#### Supplied records

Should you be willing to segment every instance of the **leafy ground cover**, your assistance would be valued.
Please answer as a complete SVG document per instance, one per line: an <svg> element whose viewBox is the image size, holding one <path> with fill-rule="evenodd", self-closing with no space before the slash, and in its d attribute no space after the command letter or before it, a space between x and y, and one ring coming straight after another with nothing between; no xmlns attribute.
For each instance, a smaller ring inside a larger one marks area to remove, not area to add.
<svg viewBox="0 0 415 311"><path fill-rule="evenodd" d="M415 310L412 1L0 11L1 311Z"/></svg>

########
#### Supplied records

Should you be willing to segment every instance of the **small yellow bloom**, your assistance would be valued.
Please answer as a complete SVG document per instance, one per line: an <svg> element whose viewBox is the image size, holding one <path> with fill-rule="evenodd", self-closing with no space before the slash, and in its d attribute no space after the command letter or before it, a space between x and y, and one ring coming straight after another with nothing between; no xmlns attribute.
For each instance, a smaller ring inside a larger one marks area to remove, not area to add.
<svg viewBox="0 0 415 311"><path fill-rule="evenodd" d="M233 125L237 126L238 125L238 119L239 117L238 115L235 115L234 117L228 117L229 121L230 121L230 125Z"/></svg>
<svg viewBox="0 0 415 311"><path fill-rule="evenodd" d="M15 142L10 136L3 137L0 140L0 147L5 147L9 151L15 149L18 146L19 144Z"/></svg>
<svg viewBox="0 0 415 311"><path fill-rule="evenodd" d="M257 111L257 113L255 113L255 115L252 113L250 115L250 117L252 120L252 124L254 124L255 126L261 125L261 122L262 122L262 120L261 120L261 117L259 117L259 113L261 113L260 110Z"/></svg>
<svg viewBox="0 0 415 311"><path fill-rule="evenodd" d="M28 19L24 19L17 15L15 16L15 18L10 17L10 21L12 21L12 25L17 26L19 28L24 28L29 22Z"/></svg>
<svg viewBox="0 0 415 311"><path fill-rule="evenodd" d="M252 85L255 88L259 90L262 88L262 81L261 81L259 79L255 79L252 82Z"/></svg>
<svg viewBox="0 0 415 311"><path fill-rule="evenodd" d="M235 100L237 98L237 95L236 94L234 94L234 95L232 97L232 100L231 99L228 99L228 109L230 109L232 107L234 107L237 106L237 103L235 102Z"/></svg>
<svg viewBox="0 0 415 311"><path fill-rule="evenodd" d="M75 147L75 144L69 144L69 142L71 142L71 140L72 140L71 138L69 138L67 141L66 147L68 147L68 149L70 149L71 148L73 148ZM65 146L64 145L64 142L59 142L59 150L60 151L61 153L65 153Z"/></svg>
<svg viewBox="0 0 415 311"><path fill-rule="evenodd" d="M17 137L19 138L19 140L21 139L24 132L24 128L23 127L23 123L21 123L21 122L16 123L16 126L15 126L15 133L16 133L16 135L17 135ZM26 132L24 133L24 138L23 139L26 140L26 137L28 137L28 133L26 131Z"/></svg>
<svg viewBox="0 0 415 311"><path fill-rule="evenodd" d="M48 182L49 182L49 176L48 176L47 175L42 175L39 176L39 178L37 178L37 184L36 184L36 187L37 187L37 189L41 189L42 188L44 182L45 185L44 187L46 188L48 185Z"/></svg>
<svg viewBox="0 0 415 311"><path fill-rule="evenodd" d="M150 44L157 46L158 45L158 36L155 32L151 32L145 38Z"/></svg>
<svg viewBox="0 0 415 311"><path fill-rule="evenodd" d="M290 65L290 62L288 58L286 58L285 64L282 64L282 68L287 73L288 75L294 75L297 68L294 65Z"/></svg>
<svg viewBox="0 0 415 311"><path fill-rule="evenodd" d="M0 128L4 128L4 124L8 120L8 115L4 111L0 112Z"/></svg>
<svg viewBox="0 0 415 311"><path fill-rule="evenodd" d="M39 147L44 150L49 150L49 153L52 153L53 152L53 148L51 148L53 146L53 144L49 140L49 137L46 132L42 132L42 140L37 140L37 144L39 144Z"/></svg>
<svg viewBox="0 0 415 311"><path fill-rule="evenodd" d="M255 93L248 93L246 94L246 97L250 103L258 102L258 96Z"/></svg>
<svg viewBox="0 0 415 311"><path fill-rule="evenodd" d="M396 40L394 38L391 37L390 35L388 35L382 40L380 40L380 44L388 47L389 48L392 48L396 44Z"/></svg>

########

Given instruction — Convert the lines of the records into a numbered list without blank lines, beginning at the line that contains "Should you be willing to segment every instance of the **leafy" and ending after the line that contains "310L412 1L0 11L1".

Response below —
1. Should you be willing to segment every instance of the **leafy ground cover**, your assistance would be valued.
2. Please answer as a complete SVG document per instance, one per line: an <svg> element whose viewBox is the image size, holding one <path> with fill-rule="evenodd", self-closing with no space before the slash, and in its d attribute no space after the command letter or before it, a space between x and y, and one ring coming straight after another with nothing between; no xmlns attribute.
3. For each instance, a smaller ring inside a larger one marks area to remove, not area to add.
4. <svg viewBox="0 0 415 311"><path fill-rule="evenodd" d="M415 310L412 1L0 11L1 311Z"/></svg>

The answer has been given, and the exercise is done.